Michael Lovas uses unconventional tools to show advisors how to talk with clients.
After interviewing Michael Lovas
(www.aboutpeople.com), I realized how haphazard is the process of
getting to know someone, like a prospect, for the first time. We take
in a multitude of cues from their faces, body language, speech patterns
... not to mention, what they actually say to us. With rudimentary
faculties, we try to make sense out of all these signals and figure out
how best to respond.
There's a whole science that deals with this process
called Neuro-Linguistic Programming, and Michael Lovas knows it well,
being a Licensed Master Practitioner of Neuro-Linguistic Programming,
or "NLP." The question is, how can this knowledge be used to transform
the way an advisor optimizes his communication with a client?
"In my pursuit of NLP," says Lovas, "I discovered a
very specific area called 'metaprograms,' or mental filters. I look at
any person and, either by reading certain lines on their face or
listening to language patterns, I can begin to put together a specific
psychological profile of that person. I also listen to how they talk
and then structure my communication similarly, so they can hear what I
have to say."
Voodoo meets psychology? Lovas prefers to call it
"mental marketing," which he elucidates through his People Map concept.
"Visualize four circles inside each other that, together, represent the
psychological makeup and behavior of your client. The big outer circle
is Cultural; the next circle is Generational; then there's
Professional; and the innermost circle is the Individual."
Explaining the cultural aspect, Lovas says, "If
you're an advisor in Flugerville, Texas, with its large German and
Polish population, the thinking of people there will be different from
the thinking of people in Austin, just 20 miles away." As for the
generational aspect, Lovas and I discovered we were both in our late
fifties, meaning we're on the leading edge of the baby boomer
generation. "We think differently than boomers just ten years behind us
because our life experiences were different."

_DATA SHOWN_.
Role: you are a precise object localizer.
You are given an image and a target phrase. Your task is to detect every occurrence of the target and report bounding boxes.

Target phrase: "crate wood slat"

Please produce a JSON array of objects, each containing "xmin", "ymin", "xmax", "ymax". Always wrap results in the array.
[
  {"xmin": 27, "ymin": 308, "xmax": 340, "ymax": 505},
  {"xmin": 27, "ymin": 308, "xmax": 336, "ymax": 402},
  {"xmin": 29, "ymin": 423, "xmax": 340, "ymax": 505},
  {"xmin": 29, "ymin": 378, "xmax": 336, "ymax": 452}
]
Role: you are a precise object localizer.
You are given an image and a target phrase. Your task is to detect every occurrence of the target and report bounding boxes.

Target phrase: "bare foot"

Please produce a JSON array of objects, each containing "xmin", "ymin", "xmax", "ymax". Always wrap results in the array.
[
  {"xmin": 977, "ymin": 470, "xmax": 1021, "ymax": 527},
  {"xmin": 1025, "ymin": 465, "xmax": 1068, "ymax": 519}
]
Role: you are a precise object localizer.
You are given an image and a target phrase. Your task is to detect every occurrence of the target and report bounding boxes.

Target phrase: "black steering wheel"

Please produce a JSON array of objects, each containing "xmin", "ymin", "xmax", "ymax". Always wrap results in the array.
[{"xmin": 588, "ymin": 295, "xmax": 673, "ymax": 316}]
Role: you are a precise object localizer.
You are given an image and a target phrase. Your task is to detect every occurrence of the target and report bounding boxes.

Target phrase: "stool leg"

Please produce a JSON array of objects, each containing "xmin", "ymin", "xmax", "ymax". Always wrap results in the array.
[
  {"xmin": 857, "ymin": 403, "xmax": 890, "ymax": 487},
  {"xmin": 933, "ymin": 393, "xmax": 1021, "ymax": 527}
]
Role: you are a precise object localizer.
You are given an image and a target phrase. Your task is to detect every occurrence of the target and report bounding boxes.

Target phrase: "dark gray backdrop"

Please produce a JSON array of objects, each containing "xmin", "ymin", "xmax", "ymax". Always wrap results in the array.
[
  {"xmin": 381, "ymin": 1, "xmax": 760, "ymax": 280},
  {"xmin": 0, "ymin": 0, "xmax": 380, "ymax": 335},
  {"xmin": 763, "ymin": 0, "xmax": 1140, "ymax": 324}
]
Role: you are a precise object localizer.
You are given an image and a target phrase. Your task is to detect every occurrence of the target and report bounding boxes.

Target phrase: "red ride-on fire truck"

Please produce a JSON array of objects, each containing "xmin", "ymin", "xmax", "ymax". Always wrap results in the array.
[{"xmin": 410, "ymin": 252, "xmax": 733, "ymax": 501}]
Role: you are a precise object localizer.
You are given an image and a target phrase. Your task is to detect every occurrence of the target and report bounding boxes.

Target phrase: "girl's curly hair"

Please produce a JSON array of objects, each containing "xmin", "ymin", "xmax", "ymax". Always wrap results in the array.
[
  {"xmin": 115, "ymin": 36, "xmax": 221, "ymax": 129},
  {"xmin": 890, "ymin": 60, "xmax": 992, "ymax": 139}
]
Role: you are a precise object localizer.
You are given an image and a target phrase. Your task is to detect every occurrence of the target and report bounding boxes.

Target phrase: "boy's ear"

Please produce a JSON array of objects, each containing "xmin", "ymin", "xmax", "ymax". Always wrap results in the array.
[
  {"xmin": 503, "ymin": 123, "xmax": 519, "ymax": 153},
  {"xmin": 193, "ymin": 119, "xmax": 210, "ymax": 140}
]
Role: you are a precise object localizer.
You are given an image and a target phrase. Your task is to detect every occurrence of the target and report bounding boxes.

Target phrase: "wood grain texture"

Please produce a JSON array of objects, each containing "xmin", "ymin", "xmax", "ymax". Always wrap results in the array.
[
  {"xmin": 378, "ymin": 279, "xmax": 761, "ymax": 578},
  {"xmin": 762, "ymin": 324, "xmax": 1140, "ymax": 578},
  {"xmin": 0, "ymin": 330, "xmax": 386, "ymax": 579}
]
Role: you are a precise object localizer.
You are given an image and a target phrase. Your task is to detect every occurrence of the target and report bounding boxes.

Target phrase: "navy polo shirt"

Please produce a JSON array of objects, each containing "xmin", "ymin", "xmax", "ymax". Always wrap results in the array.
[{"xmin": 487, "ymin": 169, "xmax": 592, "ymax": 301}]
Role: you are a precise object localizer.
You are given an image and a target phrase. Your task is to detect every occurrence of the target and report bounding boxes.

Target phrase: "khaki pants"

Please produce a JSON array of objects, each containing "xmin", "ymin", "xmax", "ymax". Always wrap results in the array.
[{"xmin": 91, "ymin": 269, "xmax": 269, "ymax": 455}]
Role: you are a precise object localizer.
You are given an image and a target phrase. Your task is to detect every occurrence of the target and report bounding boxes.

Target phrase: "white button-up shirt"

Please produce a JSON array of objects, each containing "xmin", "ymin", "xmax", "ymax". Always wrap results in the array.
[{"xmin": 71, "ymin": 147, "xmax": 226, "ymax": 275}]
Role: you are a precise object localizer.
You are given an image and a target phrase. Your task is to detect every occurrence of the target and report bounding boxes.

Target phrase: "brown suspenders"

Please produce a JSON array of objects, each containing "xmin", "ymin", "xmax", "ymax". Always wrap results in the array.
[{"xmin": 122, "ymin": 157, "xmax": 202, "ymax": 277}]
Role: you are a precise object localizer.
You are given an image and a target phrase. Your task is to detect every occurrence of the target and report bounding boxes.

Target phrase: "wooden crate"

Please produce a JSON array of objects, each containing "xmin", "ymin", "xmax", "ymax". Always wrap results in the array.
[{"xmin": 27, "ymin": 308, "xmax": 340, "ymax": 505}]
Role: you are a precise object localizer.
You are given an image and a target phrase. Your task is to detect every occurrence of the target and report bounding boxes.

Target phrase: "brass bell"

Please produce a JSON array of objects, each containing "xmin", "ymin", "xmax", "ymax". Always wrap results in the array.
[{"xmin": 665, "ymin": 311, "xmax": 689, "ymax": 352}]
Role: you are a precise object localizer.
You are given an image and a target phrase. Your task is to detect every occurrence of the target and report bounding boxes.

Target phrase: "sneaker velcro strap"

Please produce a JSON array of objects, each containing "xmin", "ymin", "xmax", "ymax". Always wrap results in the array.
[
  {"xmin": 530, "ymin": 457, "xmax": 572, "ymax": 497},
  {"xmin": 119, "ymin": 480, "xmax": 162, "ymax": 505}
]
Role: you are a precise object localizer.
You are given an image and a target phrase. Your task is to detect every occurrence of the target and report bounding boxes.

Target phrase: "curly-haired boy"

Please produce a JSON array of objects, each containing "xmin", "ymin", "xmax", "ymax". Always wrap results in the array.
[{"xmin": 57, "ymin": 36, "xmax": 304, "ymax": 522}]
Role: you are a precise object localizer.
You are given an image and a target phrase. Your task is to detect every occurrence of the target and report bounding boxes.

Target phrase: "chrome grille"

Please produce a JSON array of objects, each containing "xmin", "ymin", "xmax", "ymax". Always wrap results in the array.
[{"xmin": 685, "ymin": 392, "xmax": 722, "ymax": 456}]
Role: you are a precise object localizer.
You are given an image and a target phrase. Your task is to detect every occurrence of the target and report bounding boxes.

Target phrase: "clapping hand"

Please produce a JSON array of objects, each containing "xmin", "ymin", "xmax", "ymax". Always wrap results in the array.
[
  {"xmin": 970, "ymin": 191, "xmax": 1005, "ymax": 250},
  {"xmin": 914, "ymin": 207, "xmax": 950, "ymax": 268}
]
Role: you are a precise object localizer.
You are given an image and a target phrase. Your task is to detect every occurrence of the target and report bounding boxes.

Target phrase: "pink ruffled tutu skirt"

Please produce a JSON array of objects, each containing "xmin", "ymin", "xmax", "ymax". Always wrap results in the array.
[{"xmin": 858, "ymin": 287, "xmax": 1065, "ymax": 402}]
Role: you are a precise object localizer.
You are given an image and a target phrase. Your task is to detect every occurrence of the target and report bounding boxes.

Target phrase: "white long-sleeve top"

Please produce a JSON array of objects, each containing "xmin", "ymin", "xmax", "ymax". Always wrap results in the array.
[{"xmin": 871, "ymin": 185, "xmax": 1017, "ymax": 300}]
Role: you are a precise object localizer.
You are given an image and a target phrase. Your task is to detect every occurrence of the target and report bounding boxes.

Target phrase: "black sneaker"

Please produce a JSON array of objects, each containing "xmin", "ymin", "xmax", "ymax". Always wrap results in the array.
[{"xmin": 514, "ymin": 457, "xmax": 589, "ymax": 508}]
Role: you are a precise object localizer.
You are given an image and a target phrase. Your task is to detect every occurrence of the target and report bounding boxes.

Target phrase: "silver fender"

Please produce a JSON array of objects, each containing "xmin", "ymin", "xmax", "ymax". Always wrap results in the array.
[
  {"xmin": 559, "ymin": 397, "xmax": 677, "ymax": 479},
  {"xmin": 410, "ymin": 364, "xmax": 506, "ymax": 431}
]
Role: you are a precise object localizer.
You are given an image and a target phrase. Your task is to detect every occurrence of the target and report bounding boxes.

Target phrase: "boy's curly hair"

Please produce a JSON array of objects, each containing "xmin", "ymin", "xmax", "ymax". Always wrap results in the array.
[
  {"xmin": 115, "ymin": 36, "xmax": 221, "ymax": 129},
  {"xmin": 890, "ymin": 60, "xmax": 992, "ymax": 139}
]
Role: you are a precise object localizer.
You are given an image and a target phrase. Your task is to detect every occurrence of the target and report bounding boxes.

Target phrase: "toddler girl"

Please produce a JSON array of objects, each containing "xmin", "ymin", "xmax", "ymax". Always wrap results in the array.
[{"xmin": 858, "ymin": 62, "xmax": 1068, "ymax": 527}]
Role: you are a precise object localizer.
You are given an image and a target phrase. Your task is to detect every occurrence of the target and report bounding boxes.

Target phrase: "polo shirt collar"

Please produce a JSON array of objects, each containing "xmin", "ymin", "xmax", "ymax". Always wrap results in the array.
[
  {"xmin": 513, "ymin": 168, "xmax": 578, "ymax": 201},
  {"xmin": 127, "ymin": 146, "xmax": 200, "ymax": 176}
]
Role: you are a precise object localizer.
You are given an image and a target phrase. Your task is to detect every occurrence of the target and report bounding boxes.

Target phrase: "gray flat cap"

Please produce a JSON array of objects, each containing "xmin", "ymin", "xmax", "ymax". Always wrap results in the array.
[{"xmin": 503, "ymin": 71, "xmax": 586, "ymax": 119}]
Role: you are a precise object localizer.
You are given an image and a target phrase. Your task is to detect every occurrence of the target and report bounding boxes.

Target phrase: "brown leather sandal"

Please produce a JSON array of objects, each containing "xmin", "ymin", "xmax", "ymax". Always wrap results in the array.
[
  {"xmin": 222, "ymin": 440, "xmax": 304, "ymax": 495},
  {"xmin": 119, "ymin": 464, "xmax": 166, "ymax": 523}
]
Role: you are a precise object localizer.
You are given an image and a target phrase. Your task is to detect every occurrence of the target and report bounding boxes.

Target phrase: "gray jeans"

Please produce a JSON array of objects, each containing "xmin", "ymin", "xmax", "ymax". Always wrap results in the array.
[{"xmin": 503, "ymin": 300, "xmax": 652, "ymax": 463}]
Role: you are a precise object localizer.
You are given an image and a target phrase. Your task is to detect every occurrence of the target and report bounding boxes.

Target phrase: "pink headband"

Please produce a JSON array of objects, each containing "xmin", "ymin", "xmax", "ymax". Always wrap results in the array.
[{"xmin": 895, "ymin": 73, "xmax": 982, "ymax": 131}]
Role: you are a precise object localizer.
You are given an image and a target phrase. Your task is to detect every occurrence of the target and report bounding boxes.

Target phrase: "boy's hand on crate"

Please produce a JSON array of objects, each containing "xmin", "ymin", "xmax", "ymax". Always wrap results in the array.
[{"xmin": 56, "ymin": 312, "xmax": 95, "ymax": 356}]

_WORK TO BE COMPLETED_.
In the article about Michael Lovas, restate the passage starting at "There's a whole" and ending at "People Map concept.", swapping "mental filters" for "cognitive filters".

_EXERCISE RESULT_.
There's a whole science that deals with this process
called Neuro-Linguistic Programming, and Michael Lovas knows it well,
being a Licensed Master Practitioner of Neuro-Linguistic Programming,
or "NLP." The question is, how can this knowledge be used to transform
the way an advisor optimizes his communication with a client?
"In my pursuit of NLP," says Lovas, "I discovered a
very specific area called 'metaprograms,' or cognitive filters. I look at
any person and, either by reading certain lines on their face or
listening to language patterns, I can begin to put together a specific
psychological profile of that person. I also listen to how they talk
and then structure my communication similarly, so they can hear what I
have to say."
Voodoo meets psychology? Lovas prefers to call it
"mental marketing," which he elucidates through his People Map concept.